• [Document segment]
1. The sidecar makes a call to the actor service to retrieve registered actor types and configuration settings.
2. The corresponding Dapr runtime registers the actor types it can create.
3. The Placement service calculates the partitioning across all the instances for a given actor type.

This partition data table for each actor type is updated and stored in each Dapr instance running in the environment and can change dynamically as new instances of actor services are created and destroyed.

When a client calls an actor with a particular id (for example, actor id 123), the Dapr instance for the client hashes the actor type and id, and uses the information to call onto the corresponding Dapr instance that can serve the requests for that particular actor id. As a result, the same partition (or service instance) is always called for any given actor id. This is shown in the diagram below.

This simplifies some choices, but also carries some consideration:

• By default, actors are randomly placed into pods resulting in uniform distribution.
• Because actors are randomly placed, it should be expected that actor operations always require network communication, including serialization and deserialization of method call data, incurring latency and overhead.

Actor communication

You can interact with Dapr to invoke the actor method by calling the HTTP endpoint.

POST/GET/PUT/DELETE http://localhost:3500/v1.0/actors/<actorType>/<actorId>/<method/state/timers/reminders>

You can provide any data for the actor method in the request body, and the response for the request would be in the response body which is the data from actor call.

Another, and perhaps more convenient, way of interacting with actors is via SDKs. Dapr currently supports actors SDKs in .NET, Java, and Python.

Refer to Dapr Actor Features for more details.

Concurrency

The Dapr actor runtime provides a simple turn-based access model for accessing actor methods. This means that no more than one thread can be active inside an actor object’s code at any time. Turn-based access greatly simplifies concurrent systems as there is no need for synchronization mechanisms for data access. It also means systems must be designed with special considerations for the single-threaded access nature of each actor instance.

A single actor instance cannot process more than one request at a time. An actor instance can cause a throughput bottleneck if it is expected to handle concurrent requests.

Actors can deadlock on each other if there is a circular request between two actors while an external request is made to one of the actors simultaneously. The Dapr actor runtime automatically times out on actor calls and throw an exception to the caller to interrupt possible deadlock situations.

Reentrancy

To allow actors to “re-enter” and invoke methods on themselves, see Actor Reentrancy.

Turn-based access

A turn consists of the complete execution of an actor method in response to a request from other actors or clients, or the complete execution of a timer/reminder callback. Even though these methods and callbacks are asynchronous, the Dapr actor runtime does not interleave them. A turn must be fully finished before a new turn is allowed. In other words, an actor method or timer/reminder callback that is currently executing must be fully finished before a new call to a method or callback is allowed. A method or callback is considered to have finished if the execution has returned from the method or callback and the task returned by the method or callback has finished. It is worth emphasizing that turn-based concurrency is respected even across different methods, timers, and callbacks.

• [Given data]
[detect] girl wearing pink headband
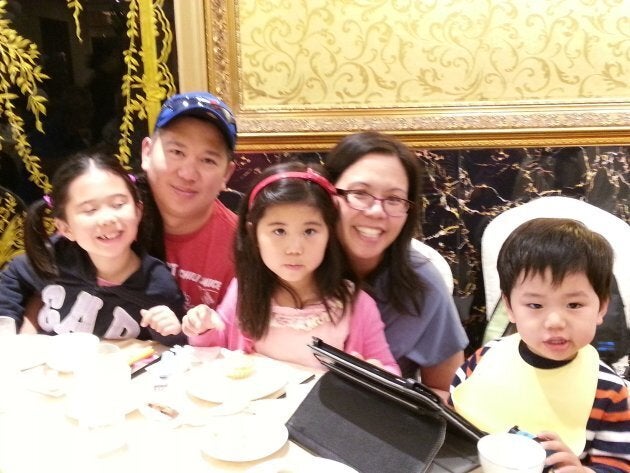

• [What is expected]
Copy word for word the part of the Dapr actors text starting with "This partition data" and going on through "the diagram below.". The material plays no part in this work.

• [Result]
This partition data table for each actor type is updated and stored in each Dapr instance running in the environment and can change dynamically as new instances of actor services are created and destroyed.

When a client calls an actor with a particular id (for example, actor id 123), the Dapr instance for the client hashes the actor type and id, and uses the information to call onto the corresponding Dapr instance that can serve the requests for that particular actor id. As a result, the same partition (or service instance) is always called for any given actor id. This is shown in the diagram below.